Short task a – Lay out all of the dataset rows below as a two-column CSV with the headers "request" and "answer." Give one row per record, with its text and its answer each in one quoted field and every line break turned into a space.

Given passage –
= Information commissioner =

Government role relating to data protection and freedom of information issues

The role of information commissioner differs from nation to nation. Most commonly it is a title given to a government regulator in the fields of freedom of information and the protection of personal data in the widest sense. The office often functions as a specialist ombudsman service.

==Australia==
The Office of the Australian Information Commissioner (OAIC) has functions relating to freedom of information and privacy, as well as information policy. The Office of the Privacy Commissioner, which was the national privacy regulator, was integrated into the OAIC on 1 November 2010. There are three independent commissioners in the OAIC: the Australian Information Commissioner, the Freedom of Information Commissioner, and the Privacy Commissioner.

==Bangladesh==
The Information Commission of Bangladesh promotes and protects access to information. It is formed under the Right to Information Act, 2009, whose stated object is to empower the citizens by promoting transparency and accountability in the working of the public and private organizations, with the ultimate aim of decreasing corruption and establishing good governance. The Act creates a regime through which the citizens of the country may have access to information under the control of public and other authorities.

Short task b – Repeat the information commissioner text between "Government role relating" and "specialist ombudsman service.", inclusive, swapping "ombudsman" for "mediation".

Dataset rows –
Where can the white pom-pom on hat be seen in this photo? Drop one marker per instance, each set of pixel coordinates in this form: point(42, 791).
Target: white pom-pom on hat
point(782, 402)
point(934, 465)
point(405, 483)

Finished answer a –
request,answer
"Where can the white pom-pom on hat be seen in this photo? Drop one marker per instance, each set of pixel coordinates in this form: point(42, 791). Target: white pom-pom on hat","point(782, 402) point(934, 465) point(405, 483)"

Finished answer b –
Government role relating to data protection and freedom of information issues

The role of information commissioner differs from nation to nation. Most commonly it is a title given to a government regulator in the fields of freedom of information and the protection of personal data in the widest sense. The office often functions as a specialist mediation service.